======== Dataset excerpts

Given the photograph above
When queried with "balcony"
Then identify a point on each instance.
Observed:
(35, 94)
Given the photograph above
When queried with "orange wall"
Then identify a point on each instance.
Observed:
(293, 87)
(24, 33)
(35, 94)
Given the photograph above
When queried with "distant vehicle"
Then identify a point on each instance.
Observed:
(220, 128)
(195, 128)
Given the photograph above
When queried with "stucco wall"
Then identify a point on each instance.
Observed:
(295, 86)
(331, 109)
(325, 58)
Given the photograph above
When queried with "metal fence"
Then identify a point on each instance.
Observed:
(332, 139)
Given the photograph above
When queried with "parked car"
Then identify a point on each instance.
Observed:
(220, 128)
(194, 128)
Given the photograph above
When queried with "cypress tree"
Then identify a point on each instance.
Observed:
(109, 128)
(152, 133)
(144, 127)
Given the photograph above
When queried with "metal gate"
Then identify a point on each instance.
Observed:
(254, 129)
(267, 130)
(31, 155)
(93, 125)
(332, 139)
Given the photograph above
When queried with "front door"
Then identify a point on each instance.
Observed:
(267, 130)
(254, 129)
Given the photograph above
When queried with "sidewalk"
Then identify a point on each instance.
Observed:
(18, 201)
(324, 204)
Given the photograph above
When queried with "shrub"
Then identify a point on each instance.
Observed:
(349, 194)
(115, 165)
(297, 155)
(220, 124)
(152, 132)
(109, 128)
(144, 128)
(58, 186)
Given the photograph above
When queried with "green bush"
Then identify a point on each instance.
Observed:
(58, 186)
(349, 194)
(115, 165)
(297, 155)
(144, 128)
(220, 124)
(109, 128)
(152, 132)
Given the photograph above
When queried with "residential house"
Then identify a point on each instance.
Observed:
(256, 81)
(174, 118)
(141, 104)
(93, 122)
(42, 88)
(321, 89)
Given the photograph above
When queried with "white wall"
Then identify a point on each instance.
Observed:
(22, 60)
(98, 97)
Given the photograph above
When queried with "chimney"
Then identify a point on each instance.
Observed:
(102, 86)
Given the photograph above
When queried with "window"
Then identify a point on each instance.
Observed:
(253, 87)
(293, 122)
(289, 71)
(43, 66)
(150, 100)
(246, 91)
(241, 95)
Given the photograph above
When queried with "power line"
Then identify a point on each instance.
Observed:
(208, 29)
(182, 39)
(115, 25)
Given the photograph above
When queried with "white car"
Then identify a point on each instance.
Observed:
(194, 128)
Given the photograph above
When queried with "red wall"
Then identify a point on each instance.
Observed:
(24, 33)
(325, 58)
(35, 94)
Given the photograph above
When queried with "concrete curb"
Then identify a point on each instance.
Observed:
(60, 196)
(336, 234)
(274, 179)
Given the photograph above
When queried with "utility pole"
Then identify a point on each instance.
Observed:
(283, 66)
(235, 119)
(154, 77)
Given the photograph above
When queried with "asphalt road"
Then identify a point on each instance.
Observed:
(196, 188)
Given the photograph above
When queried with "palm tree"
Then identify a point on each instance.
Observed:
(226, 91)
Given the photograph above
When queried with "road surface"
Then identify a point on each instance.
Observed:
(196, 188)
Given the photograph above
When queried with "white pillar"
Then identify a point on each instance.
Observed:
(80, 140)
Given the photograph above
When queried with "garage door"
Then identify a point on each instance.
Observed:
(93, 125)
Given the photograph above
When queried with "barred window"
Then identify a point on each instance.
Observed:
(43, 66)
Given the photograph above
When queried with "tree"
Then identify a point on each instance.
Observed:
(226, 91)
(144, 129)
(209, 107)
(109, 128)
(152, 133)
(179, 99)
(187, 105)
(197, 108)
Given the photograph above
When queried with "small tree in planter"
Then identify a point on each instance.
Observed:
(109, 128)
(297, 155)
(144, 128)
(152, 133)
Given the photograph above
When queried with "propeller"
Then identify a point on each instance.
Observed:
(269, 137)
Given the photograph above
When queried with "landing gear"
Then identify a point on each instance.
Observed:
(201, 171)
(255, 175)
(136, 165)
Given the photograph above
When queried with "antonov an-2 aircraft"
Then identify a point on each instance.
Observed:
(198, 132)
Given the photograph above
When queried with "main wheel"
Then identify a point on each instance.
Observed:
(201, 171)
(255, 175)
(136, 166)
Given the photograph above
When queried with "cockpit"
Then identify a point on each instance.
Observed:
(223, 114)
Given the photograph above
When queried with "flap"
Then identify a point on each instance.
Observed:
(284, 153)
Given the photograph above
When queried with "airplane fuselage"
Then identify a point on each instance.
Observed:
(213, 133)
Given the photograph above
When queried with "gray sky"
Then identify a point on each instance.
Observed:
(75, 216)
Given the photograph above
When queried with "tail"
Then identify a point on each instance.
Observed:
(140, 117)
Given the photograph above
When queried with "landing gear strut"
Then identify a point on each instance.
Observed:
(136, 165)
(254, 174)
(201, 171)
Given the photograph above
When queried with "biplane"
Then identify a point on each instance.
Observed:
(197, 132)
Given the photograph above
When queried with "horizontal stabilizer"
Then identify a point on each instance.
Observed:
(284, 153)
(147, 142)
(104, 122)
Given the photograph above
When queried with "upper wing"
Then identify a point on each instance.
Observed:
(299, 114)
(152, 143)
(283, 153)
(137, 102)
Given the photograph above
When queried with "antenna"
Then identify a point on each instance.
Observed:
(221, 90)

================

Assignment | Please state how many lines in the material above include the word "wall". Nothing but the number is wanted.

Answer to this exercise | 4